**WRITTEN EXERCISE**
Format as a numbered list the lines of the records that start with the line containing "Would you kindly put a point on the white door" and go on through the end of the records, leaving out any blank lines.

- - -

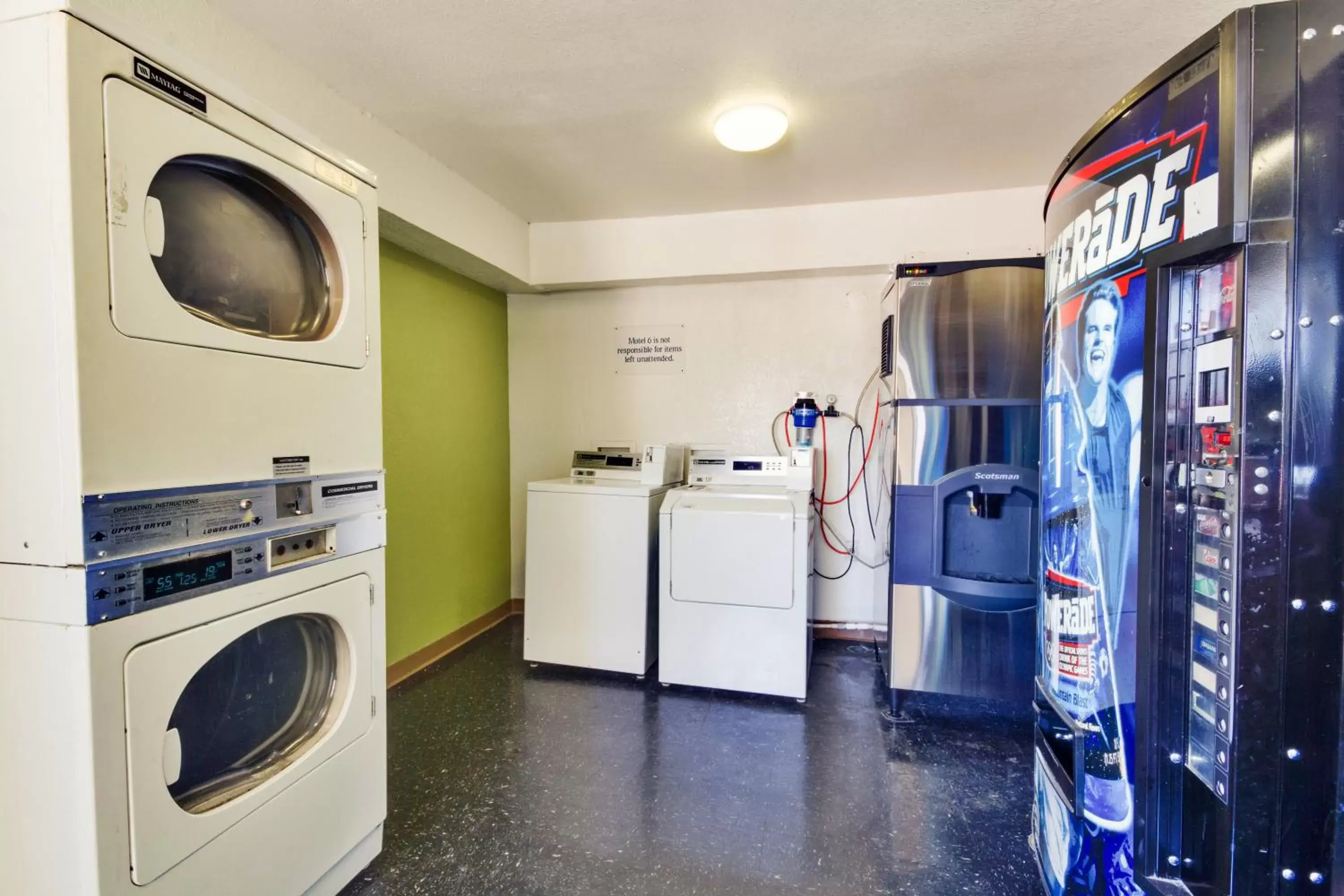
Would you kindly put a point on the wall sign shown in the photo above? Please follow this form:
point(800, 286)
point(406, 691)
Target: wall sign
point(651, 350)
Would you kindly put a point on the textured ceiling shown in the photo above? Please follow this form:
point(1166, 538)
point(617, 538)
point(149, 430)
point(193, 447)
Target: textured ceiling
point(577, 109)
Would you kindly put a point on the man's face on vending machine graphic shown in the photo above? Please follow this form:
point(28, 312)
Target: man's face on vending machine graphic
point(1100, 330)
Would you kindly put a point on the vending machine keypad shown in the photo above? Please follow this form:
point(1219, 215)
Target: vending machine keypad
point(1213, 531)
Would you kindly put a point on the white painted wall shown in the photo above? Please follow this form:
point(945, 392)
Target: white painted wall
point(750, 346)
point(198, 42)
point(838, 238)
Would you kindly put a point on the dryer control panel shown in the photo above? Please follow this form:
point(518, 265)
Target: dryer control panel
point(147, 550)
point(132, 523)
point(146, 582)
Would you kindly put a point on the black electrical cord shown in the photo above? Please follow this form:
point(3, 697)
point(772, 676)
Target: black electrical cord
point(849, 504)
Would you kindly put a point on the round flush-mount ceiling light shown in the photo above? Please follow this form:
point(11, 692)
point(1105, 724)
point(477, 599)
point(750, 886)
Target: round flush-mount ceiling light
point(750, 128)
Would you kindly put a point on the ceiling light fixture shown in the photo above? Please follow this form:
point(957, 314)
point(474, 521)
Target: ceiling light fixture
point(750, 128)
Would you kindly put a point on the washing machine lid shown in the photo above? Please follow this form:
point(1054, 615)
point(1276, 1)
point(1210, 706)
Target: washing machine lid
point(224, 716)
point(620, 488)
point(737, 547)
point(752, 499)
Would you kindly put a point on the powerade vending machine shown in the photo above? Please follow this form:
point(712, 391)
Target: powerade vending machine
point(1146, 178)
point(1189, 691)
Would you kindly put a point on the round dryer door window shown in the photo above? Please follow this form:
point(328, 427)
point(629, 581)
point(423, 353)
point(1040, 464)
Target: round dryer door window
point(252, 711)
point(240, 250)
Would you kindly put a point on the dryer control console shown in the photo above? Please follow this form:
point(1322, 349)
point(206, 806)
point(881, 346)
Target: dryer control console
point(154, 548)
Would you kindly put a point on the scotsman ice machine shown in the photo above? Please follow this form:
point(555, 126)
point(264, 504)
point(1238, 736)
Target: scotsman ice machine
point(961, 359)
point(1193, 481)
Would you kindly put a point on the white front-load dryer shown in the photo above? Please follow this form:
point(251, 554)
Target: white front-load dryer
point(189, 292)
point(736, 579)
point(205, 719)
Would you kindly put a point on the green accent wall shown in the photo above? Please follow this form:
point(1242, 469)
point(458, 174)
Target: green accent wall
point(445, 444)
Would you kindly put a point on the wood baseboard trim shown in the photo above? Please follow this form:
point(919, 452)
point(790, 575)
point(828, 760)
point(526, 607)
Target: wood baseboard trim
point(432, 653)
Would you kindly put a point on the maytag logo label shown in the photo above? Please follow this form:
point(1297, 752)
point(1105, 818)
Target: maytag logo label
point(167, 84)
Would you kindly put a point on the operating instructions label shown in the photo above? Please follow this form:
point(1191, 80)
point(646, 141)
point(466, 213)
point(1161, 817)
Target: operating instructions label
point(651, 350)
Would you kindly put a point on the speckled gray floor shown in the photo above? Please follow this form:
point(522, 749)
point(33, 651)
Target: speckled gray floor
point(508, 780)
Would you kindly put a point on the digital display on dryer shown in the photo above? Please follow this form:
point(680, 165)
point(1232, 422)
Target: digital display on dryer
point(183, 575)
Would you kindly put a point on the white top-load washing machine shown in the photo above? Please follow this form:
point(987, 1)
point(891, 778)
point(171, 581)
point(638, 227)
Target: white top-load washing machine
point(592, 559)
point(736, 575)
point(191, 489)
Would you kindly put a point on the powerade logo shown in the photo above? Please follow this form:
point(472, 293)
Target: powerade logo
point(1139, 194)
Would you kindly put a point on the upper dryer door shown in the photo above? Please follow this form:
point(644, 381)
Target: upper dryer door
point(220, 245)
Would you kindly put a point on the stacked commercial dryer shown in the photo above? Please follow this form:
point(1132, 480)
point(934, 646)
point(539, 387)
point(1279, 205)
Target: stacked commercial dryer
point(191, 489)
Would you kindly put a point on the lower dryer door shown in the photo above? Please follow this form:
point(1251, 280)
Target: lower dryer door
point(224, 716)
point(736, 550)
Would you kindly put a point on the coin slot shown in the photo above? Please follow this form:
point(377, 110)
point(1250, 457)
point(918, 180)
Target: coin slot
point(288, 550)
point(293, 499)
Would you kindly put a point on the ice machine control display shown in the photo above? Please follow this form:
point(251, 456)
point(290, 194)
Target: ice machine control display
point(183, 575)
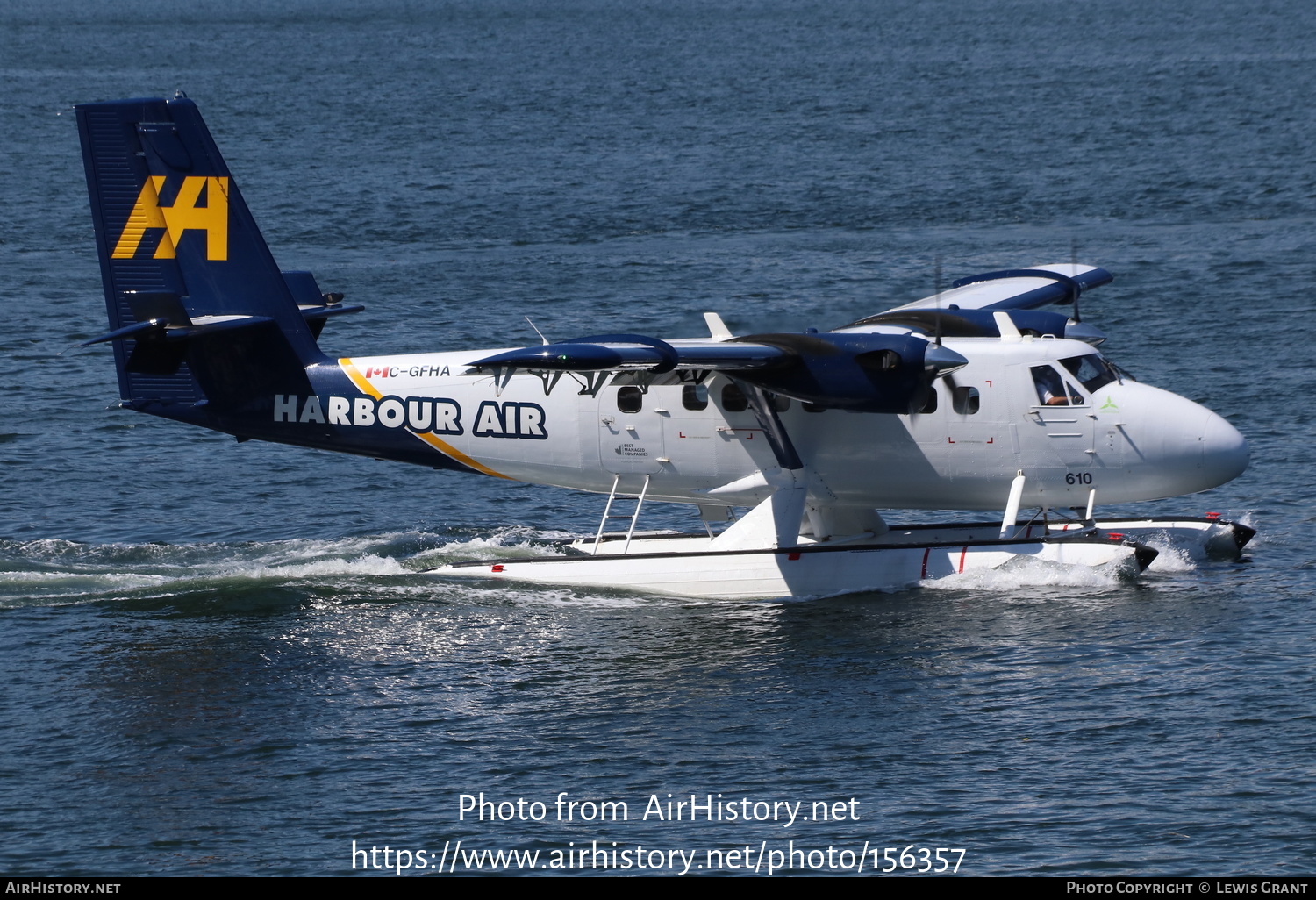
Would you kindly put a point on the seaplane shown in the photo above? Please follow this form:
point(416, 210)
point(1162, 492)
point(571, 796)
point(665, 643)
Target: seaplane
point(991, 395)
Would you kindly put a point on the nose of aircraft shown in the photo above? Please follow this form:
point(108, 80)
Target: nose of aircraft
point(1224, 450)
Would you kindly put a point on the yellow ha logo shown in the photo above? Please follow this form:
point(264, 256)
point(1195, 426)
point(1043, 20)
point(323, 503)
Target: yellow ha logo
point(184, 215)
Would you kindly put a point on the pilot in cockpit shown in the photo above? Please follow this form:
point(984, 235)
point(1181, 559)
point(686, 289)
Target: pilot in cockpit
point(1052, 389)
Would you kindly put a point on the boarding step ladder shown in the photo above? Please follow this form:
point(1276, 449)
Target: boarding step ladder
point(608, 513)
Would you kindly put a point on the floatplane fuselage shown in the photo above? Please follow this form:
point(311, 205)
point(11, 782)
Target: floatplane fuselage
point(976, 399)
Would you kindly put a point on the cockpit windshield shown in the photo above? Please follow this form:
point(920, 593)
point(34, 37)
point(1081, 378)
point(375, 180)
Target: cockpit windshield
point(1091, 370)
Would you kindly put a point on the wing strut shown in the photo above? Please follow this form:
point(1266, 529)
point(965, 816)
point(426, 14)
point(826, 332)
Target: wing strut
point(766, 415)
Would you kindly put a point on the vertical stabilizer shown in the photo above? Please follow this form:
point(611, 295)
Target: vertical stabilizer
point(197, 307)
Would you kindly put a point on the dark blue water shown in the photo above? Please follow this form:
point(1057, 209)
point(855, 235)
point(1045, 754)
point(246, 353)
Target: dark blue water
point(221, 658)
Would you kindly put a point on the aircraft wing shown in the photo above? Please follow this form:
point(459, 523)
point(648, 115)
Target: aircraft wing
point(636, 352)
point(1016, 289)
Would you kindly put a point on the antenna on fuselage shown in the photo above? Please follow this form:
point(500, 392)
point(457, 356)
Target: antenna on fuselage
point(936, 284)
point(1074, 275)
point(537, 331)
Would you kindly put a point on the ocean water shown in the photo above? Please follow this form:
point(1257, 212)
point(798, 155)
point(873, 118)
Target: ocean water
point(223, 658)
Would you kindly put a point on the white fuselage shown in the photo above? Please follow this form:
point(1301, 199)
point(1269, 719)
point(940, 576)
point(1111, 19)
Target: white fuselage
point(1124, 439)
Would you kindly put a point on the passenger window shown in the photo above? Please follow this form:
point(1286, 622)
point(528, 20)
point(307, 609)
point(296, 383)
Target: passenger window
point(733, 399)
point(631, 399)
point(966, 400)
point(931, 403)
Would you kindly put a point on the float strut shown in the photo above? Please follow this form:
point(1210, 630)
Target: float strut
point(1016, 494)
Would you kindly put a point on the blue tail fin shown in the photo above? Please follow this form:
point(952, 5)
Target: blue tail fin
point(199, 312)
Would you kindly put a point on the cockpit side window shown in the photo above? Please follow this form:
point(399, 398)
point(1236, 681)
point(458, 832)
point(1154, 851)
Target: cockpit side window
point(1091, 370)
point(1053, 389)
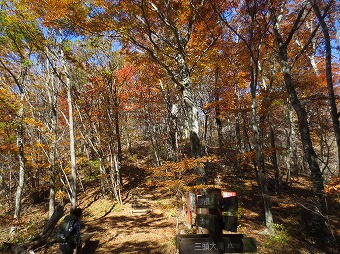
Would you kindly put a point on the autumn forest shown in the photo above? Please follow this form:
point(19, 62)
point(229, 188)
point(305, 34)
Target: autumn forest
point(195, 91)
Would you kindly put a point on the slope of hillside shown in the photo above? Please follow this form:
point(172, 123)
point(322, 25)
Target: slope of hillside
point(119, 229)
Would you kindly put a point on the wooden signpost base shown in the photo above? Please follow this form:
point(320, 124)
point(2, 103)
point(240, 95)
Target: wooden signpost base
point(217, 212)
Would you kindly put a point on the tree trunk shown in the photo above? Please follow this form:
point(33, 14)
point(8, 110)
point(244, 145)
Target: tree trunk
point(190, 106)
point(218, 114)
point(52, 92)
point(310, 155)
point(329, 78)
point(67, 83)
point(21, 157)
point(274, 162)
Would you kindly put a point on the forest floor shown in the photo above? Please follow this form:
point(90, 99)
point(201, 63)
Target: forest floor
point(118, 230)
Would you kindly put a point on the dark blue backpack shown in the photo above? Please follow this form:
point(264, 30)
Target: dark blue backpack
point(66, 230)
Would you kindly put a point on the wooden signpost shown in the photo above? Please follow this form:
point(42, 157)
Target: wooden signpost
point(217, 211)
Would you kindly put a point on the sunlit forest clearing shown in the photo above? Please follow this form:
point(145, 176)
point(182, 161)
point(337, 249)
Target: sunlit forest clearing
point(113, 105)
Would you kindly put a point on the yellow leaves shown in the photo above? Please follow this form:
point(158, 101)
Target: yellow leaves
point(60, 195)
point(179, 175)
point(333, 187)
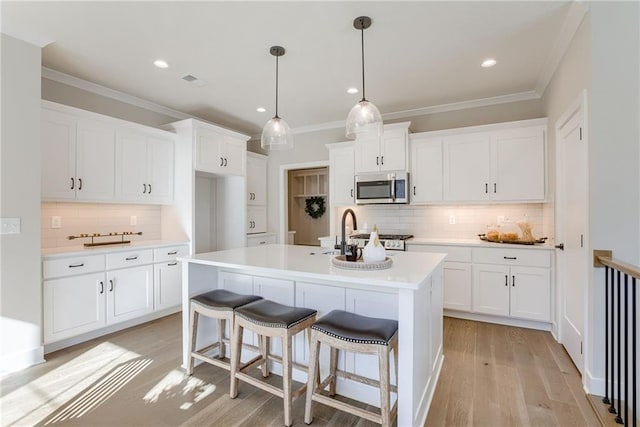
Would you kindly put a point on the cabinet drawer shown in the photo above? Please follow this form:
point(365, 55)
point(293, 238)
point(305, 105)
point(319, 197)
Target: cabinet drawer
point(129, 259)
point(169, 253)
point(72, 266)
point(454, 253)
point(508, 256)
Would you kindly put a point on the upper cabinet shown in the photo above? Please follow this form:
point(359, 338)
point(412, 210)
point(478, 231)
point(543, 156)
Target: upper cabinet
point(78, 157)
point(503, 162)
point(385, 153)
point(144, 167)
point(91, 157)
point(219, 152)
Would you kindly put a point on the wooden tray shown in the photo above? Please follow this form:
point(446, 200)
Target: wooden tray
point(514, 242)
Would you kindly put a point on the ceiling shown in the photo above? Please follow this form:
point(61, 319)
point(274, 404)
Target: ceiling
point(418, 54)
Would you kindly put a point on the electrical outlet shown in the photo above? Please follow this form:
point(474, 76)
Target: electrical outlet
point(10, 226)
point(56, 222)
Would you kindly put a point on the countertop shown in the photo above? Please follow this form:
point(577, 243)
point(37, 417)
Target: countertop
point(409, 269)
point(96, 250)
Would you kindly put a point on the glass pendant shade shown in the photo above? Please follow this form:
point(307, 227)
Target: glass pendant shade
point(276, 135)
point(364, 117)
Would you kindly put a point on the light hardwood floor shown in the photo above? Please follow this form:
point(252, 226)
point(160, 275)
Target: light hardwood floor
point(492, 375)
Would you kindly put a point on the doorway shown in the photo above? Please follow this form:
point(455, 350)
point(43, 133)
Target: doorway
point(571, 225)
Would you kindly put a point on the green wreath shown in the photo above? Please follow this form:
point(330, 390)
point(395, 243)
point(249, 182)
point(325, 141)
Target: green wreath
point(315, 207)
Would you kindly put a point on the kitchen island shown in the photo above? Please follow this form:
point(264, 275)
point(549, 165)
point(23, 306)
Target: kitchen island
point(410, 291)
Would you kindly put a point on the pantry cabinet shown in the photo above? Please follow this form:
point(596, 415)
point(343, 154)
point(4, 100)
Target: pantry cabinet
point(387, 152)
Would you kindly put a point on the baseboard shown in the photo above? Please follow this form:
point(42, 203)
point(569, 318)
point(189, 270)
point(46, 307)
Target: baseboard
point(18, 361)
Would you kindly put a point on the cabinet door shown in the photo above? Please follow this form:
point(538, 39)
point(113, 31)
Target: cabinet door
point(234, 154)
point(341, 175)
point(131, 166)
point(129, 293)
point(160, 158)
point(367, 154)
point(491, 289)
point(208, 152)
point(73, 305)
point(518, 164)
point(167, 285)
point(256, 181)
point(256, 219)
point(95, 161)
point(466, 167)
point(58, 152)
point(393, 151)
point(457, 286)
point(426, 171)
point(530, 293)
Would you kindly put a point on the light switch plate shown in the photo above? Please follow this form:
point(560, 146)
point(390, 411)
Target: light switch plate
point(10, 226)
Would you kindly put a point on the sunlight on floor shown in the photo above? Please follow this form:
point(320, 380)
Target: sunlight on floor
point(168, 388)
point(28, 404)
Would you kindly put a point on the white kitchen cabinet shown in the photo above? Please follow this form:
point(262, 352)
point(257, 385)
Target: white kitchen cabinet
point(219, 152)
point(256, 219)
point(341, 174)
point(387, 152)
point(78, 157)
point(167, 276)
point(144, 167)
point(495, 164)
point(256, 179)
point(426, 169)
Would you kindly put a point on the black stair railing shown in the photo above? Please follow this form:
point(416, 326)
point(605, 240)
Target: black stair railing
point(620, 337)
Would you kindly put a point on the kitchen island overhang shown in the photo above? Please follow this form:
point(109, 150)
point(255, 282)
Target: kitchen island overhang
point(410, 291)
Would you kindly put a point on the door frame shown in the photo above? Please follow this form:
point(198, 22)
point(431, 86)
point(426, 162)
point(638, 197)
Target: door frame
point(284, 192)
point(578, 106)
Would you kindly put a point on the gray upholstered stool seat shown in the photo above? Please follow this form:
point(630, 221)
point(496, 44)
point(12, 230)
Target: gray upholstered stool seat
point(355, 333)
point(269, 319)
point(220, 305)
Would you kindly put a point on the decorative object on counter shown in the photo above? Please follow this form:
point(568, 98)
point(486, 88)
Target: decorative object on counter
point(364, 115)
point(315, 207)
point(276, 134)
point(112, 242)
point(341, 261)
point(374, 251)
point(486, 238)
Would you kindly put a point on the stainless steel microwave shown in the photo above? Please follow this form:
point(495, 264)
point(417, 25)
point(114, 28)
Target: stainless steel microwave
point(385, 188)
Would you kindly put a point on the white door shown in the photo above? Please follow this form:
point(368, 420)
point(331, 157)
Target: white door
point(571, 223)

- - -

**CORRECT RESULT**
1. Would you kindly put a point on the white door shown in the photo above? Please follow this form:
2. point(368, 420)
3. point(331, 157)
4. Target: white door
5. point(571, 223)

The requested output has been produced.